§ **Data provided**
[Start]

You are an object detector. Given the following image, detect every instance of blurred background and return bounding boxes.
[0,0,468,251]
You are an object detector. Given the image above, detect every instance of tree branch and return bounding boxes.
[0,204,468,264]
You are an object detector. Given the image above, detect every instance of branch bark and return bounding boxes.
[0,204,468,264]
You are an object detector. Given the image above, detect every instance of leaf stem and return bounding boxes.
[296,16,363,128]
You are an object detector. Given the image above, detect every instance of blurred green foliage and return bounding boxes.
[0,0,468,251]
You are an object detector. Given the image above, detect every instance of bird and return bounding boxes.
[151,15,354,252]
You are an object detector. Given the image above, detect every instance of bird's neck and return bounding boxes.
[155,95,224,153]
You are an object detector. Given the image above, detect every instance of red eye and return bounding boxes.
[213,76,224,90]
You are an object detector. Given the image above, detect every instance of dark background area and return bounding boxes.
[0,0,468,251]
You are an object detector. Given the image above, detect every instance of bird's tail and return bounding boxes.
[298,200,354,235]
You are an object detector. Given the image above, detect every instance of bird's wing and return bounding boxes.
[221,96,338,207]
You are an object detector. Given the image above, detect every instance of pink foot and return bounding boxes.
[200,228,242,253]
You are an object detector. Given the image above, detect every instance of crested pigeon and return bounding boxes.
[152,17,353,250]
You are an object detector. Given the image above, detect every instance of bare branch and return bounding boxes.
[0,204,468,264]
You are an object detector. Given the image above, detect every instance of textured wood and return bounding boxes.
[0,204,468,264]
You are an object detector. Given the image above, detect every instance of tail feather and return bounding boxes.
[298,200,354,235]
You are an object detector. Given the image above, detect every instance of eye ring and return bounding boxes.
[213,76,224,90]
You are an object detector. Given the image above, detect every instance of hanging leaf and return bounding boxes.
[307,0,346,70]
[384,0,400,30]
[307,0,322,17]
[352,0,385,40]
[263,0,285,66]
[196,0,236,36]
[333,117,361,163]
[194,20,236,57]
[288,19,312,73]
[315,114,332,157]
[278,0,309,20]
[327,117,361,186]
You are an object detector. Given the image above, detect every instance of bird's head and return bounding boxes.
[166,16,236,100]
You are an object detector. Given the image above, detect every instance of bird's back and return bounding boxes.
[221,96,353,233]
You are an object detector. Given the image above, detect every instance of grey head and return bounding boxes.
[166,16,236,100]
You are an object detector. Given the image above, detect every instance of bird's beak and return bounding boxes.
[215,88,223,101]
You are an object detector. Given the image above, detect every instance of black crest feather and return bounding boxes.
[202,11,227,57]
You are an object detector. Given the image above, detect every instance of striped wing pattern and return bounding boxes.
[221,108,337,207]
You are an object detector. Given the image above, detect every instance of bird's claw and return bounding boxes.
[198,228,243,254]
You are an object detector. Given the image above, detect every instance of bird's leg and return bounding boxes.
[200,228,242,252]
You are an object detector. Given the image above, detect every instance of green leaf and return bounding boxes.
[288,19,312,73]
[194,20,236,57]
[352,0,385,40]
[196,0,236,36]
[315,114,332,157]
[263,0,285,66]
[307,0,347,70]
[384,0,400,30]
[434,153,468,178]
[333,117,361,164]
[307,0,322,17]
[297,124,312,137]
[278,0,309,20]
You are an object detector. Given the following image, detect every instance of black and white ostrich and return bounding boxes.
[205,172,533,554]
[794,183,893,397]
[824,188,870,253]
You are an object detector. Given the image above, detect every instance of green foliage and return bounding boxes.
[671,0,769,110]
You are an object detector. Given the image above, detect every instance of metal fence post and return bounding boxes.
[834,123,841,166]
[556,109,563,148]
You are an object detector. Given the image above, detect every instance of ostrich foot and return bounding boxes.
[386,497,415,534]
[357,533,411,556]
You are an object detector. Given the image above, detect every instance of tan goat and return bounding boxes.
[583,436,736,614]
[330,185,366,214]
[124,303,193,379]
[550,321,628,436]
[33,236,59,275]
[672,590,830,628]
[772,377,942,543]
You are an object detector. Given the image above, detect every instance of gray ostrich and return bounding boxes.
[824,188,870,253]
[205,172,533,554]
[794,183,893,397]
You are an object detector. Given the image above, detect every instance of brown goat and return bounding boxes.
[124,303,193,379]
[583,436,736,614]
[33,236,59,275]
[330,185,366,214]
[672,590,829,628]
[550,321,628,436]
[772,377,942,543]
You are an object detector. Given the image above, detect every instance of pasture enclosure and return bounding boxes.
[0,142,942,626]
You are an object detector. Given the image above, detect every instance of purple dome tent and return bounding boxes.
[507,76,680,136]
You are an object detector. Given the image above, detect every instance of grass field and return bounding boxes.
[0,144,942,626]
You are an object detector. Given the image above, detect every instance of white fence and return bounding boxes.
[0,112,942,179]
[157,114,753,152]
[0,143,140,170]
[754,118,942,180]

[End]

§ **Directions**
Rewrite every one of the entries above, putting "image annotator" wherever "object detector" appears and leaving everything else unchanged.

§ **Written solution**
You are an image annotator. Given the following image, detect every instance of blurred background and return bounding boxes.
[0,0,468,251]
You are an image annotator. Given the image above, detect every instance of tree branch and return bounding boxes.
[0,204,468,264]
You are an image annotator. Given the image above, detect every instance of branch bark and return bounding boxes.
[0,204,468,264]
You are an image annotator. Given the image above, detect every instance of leaf stem and return bounding boxes.
[296,16,363,128]
You are an image annotator. Given the image above, detect every instance of blurred green foliage and return bounding boxes.
[0,0,468,251]
You are an image annotator. Given the image above, detect every instance of bird and return bounding boxes.
[151,15,354,252]
You are an image annotator. Given the image above, detect every instance of bird's neck and return bounding boxes.
[155,95,224,153]
You are an image annotator. Given the image above, detect every instance of red eye and return bounding boxes.
[213,76,224,90]
You are an image annotator. Given the image above, detect every instance of dark background area and return bounding boxes.
[0,0,468,251]
You are an image annotator. Given the image above, detect every instance of bird's tail and return bounding boxes.
[298,200,354,235]
You are an image annotator. Given the image above, detect every instance of bird's wing and return bounding boxes.
[221,96,338,207]
You are an image annotator. Given the image above, detect every instance of pink foot and return bounding boxes.
[200,228,242,253]
You are an image annotator. Given the image above, detect every instance of crested pigeon and return bounding boxes.
[152,17,353,250]
You are an image annotator. Given the image above, detect every instance of bare branch and return bounding boxes.
[0,204,468,264]
You are an image annotator. Given the image above, detect every instance of textured wood and return bounding boxes.
[0,204,468,264]
You are an image annotator. Given the image above, detect every instance of tail feather and return bounding boxes.
[298,200,354,235]
You are an image annotator. Given the image above, detect every instance of eye ring and return bounding boxes.
[213,76,224,90]
You are an image annotator. Given the image above, detect every instance of hanging leaf and return bounding boxes.
[307,0,346,70]
[384,0,400,30]
[307,0,322,17]
[352,0,385,40]
[263,0,285,66]
[196,0,236,36]
[333,117,361,163]
[194,20,236,57]
[288,19,312,73]
[315,114,332,157]
[278,0,309,20]
[327,117,361,186]
You are an image annotator. Given the image above, detect every instance of bird's head and return bounding boxes.
[166,16,236,100]
You are an image annotator. Given the image above, detect every instance of bird's back and return bounding boxes.
[221,96,353,233]
You are an image annotator. Given the image above, detect every instance of grey head and return bounding boxes.
[166,16,236,100]
You are an image annotator. Given the image above, detect every instance of bird's beak and return bounding boxes.
[215,88,223,101]
You are an image annotator. Given the image above, detect every instance of black crest feather and return bounding boxes.
[202,11,227,57]
You are an image annotator. Given the image above, detect every instance of striped wing pattern and return bounding boxes.
[221,108,337,207]
You are an image annotator. Given the image above, detect every instance of bird's claw and return bounding boxes.
[198,228,243,254]
You are an image annotator. Given the image above, detect every instance of bird's leg and return bounding boxes.
[200,228,242,252]
You are an image annotator. Given the image above, detect every instance of green leaf and return bounding boxes.
[288,19,312,73]
[194,20,236,57]
[352,0,385,40]
[196,0,236,36]
[315,114,332,157]
[263,0,285,66]
[307,0,347,70]
[384,0,400,30]
[434,153,468,178]
[333,117,361,164]
[307,0,322,17]
[297,124,312,137]
[278,0,309,20]
You are an image annotator. Given the following image, detect every instance of black and white ostrich and return bounding boxes.
[205,172,533,554]
[794,183,893,397]
[824,188,870,253]
You are an image annotator. Given the image above, detect every instance of green foliage and return bounding boxes.
[671,0,769,110]
You are an image annotator. Given the image above, detect every instance of metal fence post and return bounding boxes.
[834,123,841,166]
[556,109,563,148]
You are an image annotator. Given the image above, detect every instance of ostrich foot and return bounding boxes.
[386,497,415,534]
[357,533,411,556]
You are an image annotator. Given the image above, detect every instance of tan goat and return bounding boxes.
[583,436,736,614]
[330,185,366,214]
[124,303,193,379]
[550,321,628,436]
[33,236,59,275]
[672,590,830,628]
[772,377,942,543]
You are an image annotator. Given the image above, detect every instance of gray ostrich and return bounding boxes.
[824,188,870,253]
[205,172,533,554]
[794,183,893,397]
You are an image annotator. Given the image above, detect every instance of brown goat and return bounding boxes.
[124,303,193,379]
[583,436,736,614]
[33,236,59,275]
[330,185,366,214]
[672,590,829,628]
[550,321,628,436]
[772,377,942,543]
You are an image annotator. Given the image above, detect every instance of pasture enclosure and return bounding boxes.
[0,142,942,626]
You are an image annotator. Given the image above, detect every instance of purple dome tent and return bounding boxes.
[507,76,680,136]
You are an image annotator. Given the image above, detect every instance of grass field and return bounding boxes.
[0,144,942,626]
You are an image annotator. Given the image above, detect every instance of white fence and return bounding boxes.
[0,112,942,179]
[157,114,753,152]
[0,143,140,170]
[754,118,942,180]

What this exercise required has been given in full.